▸ Exercise directions: Output each of the following lines word for word, in the same order.

::::

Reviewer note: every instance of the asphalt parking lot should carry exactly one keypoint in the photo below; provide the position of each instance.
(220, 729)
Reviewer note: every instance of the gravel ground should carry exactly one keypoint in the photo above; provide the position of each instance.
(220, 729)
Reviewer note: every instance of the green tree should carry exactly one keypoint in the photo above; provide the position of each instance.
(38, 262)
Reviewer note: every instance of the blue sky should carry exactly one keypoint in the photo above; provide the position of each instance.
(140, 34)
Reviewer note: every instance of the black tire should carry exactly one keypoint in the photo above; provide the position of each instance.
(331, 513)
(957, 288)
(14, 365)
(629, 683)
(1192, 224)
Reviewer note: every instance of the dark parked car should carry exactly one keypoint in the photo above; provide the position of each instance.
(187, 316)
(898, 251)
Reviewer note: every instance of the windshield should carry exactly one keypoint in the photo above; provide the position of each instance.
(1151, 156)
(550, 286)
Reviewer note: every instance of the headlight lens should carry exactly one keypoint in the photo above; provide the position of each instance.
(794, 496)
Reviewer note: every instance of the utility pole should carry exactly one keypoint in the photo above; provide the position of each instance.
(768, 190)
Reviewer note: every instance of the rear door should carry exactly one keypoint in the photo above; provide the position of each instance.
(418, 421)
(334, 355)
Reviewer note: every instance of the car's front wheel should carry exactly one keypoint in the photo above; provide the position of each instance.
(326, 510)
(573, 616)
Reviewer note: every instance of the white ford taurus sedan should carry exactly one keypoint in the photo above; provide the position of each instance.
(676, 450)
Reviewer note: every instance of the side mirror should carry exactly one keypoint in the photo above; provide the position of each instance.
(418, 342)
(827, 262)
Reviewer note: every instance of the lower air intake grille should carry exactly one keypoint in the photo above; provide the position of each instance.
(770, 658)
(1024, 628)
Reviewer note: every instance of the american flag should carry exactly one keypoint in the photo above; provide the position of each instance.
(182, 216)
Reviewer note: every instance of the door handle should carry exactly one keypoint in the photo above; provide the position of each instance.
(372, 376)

::::

▸ Complete output:
Reviewer note: every instance of the asphalt parking lot should carry exactly one keypoint in the photo below; provide the position of each instance.
(220, 729)
Reviewer note: every instance of the gravel ground should carry exactly one keypoint in the photo above; provide the position of each instance.
(220, 729)
Reviewer note: every instance of the green tree should carry exactly one keypoint in the photo above; provide the position of each instance.
(38, 262)
Reviewer note: every instance of the blue sky should carry exactly one keypoint in the photo above; provide the position of each instance.
(140, 34)
Reviewer note: every instance of the black tire should carry exactly one keypoint in the photo above; provide the position of each instance.
(331, 513)
(957, 288)
(14, 365)
(629, 683)
(1192, 224)
Reviewer note: every instance of the dark parked car should carry exactly one keypoint in the photo above; provide the position of each instance.
(187, 316)
(898, 251)
Reviewer note: every instance of the windshield should carry exactly one keypoint in the photo above; provide the position of each instance.
(1151, 156)
(550, 286)
Reviewer note: every instance of the headlight lens should carry exactly one keypoint in the photo above; provide the position of each instance.
(794, 496)
Reviewer note: every instance of the utility pole should carry exactly one keypoint in the photo above; provide the position of each instance.
(768, 190)
Reviewer note: every instance of the rear door should carry exactly one keypoint in the photo above; provide the position of each instance.
(418, 421)
(334, 355)
Reviewer note: every instance of the car's front wheel should carry exactly one keypoint in the photo above; provide the position of each instance.
(326, 510)
(573, 616)
Reviewer note: every instance of the white ford taurus sedan should carry exactly one keypoint in the photo above; provide the position of each instance.
(676, 450)
Reviewer note: every instance of the side mirror should carry exactly one keypoint in the photo above; provide the position of each instance.
(418, 342)
(827, 262)
Reviewer note: every instance of the lower air intake grille should carry exactly one keypoint in the photo above; provide the position of each instance.
(770, 658)
(1024, 628)
Reviewer note: every instance of the american flag should carry exactly one keypoint in the photo above; provide the position of each instance.
(182, 216)
Reviewer note: every instance of the door handle should carry exactly one keypoint in the photo above; provide the position of each instance.
(372, 376)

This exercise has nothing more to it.